### Qué hacer
1. Indica si cada afirmación concuerda con el texto sobre la dimensión internacional de los sindicatos y responde sí o no, citando literalmente las palabras del texto que lo deciden: (a) Los sindicatos y las asociaciones empresariales se desarrollan fundamentalmente en el marco estatal. (b) Los cinco grandes países de la Unión Europea citados comparten un mismo modelo de organización sindical. (c) La "revolución cultural e institucional" se limitaría a construir estructuras organizativas a nivel supranacional.
2. Por favor, escribe una continuación del texto sobre la dimensión internacional de los sindicatos a partir de su última oración.

### Texto citado
§
4.- La dimensión internacional de los sindicatos y de sus medios de acción.
Como se sabe, el elemento central en la regulación de las relaciones laborales lo constituye un principio de autonomía colectiva que implica la existencia de sindicatos y asociaciones empresariales como sujetos del pluralismo social. Sin embargo estas formas sociales se han construido históricamente y se desarrollan fundamentalmente en el marco estatal. Por historia y cultura son además muy diferentes entre sí. Por ceñirnos al marco regional europeo, si se toman cinco grandes países de la Unión Europea – Alemania, Francia, Italia, Gran Bretaña y España – se podrá apreciar cinco modelos diferentes de organización sindical, de relaciones laborales, de estructura de la negociación colectiva, de eficacia de los convenios (Lettieri, 1997 : 56). La “asimetría” entre un espacio de poder supranacional y esta localización nacional del sindicalismo lleva aparejada un vaciado progresivo de la eficacia y función de la acción sindical. Por ello se habla de la necesidad de una “revolución cultural e institucional” en el sindicalismo europeo (Lettieri, 1998 : 17), que no sólo trabaje en la construcción de estructuras organizativas a nivel supranacional, sino que vaya integrando la dimensión europea en la estrategia cotidiana de los sindicatos nacionales.
§
Datos de origen
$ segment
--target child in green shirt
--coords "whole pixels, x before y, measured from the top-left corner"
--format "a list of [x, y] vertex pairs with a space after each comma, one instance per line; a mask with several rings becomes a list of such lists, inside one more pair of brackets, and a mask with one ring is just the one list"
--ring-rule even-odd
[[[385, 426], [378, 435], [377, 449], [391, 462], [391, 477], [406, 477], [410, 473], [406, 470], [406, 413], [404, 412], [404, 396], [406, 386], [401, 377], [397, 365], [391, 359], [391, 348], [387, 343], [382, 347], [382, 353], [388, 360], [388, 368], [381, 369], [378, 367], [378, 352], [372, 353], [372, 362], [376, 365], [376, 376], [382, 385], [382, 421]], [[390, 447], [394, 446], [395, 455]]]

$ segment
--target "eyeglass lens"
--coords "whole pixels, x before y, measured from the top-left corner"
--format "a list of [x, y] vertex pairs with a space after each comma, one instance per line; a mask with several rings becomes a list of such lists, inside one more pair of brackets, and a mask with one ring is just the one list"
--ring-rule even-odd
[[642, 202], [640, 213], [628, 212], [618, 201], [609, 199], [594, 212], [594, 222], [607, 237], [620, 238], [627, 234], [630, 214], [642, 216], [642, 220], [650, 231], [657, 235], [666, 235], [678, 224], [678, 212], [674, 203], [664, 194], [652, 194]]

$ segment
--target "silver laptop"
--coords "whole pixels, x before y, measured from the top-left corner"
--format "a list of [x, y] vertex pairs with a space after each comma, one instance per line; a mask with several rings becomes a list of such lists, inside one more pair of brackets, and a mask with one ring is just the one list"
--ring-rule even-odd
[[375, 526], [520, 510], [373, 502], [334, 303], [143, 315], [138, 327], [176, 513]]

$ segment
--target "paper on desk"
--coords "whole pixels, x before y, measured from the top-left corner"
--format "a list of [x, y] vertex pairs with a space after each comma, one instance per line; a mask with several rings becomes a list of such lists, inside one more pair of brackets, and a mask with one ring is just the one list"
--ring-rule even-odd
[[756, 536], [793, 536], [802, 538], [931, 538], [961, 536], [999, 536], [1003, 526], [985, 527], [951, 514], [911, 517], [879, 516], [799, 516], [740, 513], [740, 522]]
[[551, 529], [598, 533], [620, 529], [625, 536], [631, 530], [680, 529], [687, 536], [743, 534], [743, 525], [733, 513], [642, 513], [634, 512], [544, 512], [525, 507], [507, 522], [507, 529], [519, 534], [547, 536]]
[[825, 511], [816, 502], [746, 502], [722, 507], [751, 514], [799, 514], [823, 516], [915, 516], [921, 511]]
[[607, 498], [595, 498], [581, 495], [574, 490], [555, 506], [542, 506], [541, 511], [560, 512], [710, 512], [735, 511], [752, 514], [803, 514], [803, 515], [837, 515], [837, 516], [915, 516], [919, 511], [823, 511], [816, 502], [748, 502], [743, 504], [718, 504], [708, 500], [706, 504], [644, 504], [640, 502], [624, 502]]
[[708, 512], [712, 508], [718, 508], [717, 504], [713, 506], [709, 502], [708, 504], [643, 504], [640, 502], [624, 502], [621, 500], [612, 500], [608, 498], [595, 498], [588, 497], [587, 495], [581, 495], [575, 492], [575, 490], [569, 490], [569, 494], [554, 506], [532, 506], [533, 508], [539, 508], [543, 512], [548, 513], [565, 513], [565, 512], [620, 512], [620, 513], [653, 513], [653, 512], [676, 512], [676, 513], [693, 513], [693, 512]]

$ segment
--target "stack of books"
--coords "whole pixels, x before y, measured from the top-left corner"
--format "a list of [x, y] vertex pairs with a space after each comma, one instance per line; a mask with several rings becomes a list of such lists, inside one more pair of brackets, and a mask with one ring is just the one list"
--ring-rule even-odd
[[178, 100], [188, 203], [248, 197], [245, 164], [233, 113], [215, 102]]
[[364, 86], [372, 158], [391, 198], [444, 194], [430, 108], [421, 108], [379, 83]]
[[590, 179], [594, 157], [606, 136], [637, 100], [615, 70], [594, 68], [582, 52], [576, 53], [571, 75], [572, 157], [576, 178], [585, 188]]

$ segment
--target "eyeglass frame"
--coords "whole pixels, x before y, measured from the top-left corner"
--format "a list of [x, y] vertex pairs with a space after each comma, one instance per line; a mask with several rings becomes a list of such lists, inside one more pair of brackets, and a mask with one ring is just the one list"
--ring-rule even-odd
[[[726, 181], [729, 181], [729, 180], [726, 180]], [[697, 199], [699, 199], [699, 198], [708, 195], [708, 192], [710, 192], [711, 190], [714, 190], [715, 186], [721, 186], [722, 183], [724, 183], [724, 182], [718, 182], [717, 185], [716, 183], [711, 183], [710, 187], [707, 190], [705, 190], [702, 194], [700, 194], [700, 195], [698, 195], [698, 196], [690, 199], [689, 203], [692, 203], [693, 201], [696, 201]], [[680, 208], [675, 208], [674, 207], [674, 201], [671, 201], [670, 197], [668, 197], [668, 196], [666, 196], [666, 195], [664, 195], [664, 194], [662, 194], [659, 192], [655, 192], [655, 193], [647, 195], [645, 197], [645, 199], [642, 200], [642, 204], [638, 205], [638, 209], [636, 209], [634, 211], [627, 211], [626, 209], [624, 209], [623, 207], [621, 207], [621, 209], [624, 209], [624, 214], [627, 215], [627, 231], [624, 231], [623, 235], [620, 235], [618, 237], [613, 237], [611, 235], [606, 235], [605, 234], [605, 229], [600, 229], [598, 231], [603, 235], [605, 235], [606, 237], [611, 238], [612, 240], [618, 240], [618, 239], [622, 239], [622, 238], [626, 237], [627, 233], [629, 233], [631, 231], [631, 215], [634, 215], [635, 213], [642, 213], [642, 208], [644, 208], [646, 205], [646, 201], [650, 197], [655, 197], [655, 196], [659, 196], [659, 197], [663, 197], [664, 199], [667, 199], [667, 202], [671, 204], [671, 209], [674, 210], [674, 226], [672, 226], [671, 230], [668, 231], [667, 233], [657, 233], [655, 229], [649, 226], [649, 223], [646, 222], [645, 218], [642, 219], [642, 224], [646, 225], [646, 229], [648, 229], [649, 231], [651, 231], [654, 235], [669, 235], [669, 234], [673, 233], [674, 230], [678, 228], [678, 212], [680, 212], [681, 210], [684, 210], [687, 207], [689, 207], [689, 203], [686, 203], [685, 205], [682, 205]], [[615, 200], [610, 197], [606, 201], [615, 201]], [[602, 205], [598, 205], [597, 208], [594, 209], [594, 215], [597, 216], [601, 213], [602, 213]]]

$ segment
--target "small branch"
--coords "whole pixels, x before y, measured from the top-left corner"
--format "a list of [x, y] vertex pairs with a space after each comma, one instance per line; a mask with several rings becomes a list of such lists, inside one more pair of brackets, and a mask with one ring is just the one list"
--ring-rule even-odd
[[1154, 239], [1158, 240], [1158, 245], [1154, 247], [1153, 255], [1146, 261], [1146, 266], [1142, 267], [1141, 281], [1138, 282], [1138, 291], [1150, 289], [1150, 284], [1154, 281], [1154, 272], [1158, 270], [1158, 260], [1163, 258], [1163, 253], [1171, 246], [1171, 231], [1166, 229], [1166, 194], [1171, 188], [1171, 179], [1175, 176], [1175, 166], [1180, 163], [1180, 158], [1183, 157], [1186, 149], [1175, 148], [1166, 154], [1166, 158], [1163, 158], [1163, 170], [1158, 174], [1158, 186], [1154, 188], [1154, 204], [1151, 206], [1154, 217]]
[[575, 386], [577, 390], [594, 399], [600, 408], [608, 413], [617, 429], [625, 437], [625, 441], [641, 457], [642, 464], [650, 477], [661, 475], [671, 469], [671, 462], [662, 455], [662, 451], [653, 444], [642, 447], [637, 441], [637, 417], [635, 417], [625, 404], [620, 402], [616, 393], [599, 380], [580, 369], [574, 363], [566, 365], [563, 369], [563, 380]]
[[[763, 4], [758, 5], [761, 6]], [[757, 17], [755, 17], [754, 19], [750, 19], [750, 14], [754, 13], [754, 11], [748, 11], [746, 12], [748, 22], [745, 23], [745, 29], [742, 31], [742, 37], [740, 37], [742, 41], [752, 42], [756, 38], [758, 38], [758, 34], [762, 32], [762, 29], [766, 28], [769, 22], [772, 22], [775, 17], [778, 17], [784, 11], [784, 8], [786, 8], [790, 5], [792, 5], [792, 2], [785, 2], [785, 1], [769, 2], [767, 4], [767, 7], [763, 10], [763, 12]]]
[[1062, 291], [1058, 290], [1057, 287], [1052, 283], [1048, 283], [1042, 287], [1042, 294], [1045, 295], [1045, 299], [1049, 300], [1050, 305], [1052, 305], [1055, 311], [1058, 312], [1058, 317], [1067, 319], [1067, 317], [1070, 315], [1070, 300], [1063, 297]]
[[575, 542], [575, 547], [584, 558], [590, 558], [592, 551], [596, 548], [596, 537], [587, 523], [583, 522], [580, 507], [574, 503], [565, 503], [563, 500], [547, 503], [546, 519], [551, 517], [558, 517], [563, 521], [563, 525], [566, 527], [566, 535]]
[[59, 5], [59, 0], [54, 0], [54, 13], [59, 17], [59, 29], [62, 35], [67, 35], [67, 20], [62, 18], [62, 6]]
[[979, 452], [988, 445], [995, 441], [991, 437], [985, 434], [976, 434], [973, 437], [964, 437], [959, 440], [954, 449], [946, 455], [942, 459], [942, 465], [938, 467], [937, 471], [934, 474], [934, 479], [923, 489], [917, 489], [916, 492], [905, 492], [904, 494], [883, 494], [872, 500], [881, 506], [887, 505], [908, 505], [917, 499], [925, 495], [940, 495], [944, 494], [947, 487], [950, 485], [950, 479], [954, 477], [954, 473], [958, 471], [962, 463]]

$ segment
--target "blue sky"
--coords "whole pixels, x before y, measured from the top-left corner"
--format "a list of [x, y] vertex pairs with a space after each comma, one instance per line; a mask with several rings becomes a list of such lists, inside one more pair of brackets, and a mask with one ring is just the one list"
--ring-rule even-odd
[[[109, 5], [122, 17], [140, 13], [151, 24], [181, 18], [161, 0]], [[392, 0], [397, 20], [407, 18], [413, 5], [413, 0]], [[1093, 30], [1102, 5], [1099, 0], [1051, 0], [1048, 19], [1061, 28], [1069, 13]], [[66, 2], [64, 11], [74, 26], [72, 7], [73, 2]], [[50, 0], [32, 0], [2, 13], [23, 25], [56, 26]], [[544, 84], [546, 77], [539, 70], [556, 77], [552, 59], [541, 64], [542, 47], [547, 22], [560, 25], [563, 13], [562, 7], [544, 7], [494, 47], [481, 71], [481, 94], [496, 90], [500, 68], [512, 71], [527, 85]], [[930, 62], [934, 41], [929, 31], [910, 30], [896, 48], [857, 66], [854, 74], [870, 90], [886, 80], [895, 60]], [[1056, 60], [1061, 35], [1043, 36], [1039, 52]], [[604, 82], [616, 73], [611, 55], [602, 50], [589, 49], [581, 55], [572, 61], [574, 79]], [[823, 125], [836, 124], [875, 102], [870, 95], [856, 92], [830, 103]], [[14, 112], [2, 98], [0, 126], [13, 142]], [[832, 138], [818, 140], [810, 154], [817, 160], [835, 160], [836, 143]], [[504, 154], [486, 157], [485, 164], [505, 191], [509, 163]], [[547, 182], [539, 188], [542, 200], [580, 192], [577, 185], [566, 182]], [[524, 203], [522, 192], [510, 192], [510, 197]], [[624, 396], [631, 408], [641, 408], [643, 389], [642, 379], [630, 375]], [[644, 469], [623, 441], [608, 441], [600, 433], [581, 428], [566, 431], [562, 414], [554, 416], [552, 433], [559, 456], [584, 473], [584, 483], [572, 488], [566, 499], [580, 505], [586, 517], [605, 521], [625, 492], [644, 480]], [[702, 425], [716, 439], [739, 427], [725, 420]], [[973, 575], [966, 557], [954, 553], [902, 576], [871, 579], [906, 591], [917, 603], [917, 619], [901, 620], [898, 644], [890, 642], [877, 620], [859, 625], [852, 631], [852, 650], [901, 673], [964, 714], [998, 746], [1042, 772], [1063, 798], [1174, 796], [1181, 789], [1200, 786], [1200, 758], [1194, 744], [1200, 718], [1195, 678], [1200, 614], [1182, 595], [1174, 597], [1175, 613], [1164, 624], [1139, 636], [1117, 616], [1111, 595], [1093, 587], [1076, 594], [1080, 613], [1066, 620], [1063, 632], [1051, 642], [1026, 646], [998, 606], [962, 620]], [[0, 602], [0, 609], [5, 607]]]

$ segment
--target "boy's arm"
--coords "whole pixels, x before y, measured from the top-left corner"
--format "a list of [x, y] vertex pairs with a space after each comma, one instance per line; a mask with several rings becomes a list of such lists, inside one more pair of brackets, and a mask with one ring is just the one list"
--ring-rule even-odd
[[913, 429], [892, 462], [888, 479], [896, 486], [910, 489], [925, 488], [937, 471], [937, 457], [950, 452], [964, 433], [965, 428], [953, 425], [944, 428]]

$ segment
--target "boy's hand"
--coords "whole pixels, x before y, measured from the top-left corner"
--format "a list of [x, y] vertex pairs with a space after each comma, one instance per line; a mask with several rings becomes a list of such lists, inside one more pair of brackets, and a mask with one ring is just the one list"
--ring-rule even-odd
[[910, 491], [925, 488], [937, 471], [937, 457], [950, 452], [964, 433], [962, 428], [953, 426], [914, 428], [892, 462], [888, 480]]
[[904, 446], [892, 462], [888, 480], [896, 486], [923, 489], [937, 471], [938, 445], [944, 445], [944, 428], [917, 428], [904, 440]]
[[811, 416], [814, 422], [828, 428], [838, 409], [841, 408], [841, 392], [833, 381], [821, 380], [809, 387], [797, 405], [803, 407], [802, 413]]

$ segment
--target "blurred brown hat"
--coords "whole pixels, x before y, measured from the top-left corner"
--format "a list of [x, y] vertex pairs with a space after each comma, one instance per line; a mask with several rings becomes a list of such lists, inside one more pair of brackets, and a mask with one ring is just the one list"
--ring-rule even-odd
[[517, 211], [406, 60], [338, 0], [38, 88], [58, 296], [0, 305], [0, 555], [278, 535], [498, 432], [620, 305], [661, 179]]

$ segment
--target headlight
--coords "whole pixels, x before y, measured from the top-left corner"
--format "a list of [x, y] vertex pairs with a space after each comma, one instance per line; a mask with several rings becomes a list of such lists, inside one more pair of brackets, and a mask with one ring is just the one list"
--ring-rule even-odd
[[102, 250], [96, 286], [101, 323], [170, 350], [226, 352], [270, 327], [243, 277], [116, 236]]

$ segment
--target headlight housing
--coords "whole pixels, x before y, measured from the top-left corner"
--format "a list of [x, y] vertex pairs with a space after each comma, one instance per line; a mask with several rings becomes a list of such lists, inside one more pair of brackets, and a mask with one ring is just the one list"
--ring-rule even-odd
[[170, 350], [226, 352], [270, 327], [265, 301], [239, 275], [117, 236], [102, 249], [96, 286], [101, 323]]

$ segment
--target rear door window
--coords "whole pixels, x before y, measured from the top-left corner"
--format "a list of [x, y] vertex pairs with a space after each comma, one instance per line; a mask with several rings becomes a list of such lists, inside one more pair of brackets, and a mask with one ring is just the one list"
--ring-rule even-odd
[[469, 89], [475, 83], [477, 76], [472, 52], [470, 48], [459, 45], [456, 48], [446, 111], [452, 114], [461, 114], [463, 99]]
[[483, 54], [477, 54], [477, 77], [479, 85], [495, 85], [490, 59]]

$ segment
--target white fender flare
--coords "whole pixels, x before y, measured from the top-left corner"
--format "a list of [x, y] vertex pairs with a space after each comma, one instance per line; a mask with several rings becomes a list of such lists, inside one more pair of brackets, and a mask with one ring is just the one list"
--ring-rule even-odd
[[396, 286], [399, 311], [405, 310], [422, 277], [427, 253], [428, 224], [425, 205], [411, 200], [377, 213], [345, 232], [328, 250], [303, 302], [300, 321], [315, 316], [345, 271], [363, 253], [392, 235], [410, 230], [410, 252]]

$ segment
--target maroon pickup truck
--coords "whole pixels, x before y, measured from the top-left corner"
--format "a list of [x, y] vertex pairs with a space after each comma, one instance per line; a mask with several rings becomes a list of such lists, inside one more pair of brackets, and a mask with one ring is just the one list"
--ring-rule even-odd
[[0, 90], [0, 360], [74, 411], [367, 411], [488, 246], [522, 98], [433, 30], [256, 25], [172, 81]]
§
### Respuestas
1.
(a) Sí: "estas formas sociales se han construido históricamente y se desarrollan fundamentalmente en el marco estatal".
(b) No: "se podrá apreciar cinco modelos diferentes de organización sindical".
(c) No: "que no sólo trabaje en la construcción de estructuras organizativas a nivel supranacional, sino que vaya integrando la dimensión europea en la estrategia cotidiana de los sindicatos nacionales".

2.
Es en Europa donde quizá el sindicalismo ha comprendido antes esta situación, e intenta , aunque con evidente retraso, ganar esa “nueva frontera” en su actuación. Ante todo, mediante la utilización de la Confederación Europea de Sindicatos (CES) como el instrumento unitario de coordinación de las confederaciones nacionales, al que progresivamente se van incorporando la práctica totalidad de éstas, una vez diluidos los vetos ideológicos que impedían el ingreso de importantes centrales sindicales del sur de Europa: CC.OO. en España, CGTP-IN en Portugal, CGT en Francia. De ellas, sólo ésta última no ha entrado en la CES por el momento. Una condición no escrita para el correcto funcionamiento de estas nuevas estructuras organizativas de ámbito regional es que en su seno se refleje la pluralidad de corrientes que existen en el conjunto del sindicalismo europeo, fuertemente ideologizado, y que expresan la enorme diversidad cultural del mismo. Es obvio, sin embargo, que un puro organismo de coordinación de políticas nacionales no permite el despliegue necesario de la acción sindical en el plano supranacional. Por eso ha sido precisa una reforma de los estatutos de esta Confederación para permitir que la CES adopte decisiones por mayoría cualificada, lo que implica un fenómenos de “cesión de soberanía” por parte de las organizaciones sindicales nacionales en beneficio de la europea, lo que tiene una especial relevancia en orden a la negociación colectiva comunitaria (D’Antona, 1998 b): 113). La CES se configura pues como una verdadera persona jurídica que actúa como sujeto sindical autónomo en el ámbito comunitario, trascendiendo la suma de los mandatos de cada una de las organizaciones sindicales nacionales que la componen.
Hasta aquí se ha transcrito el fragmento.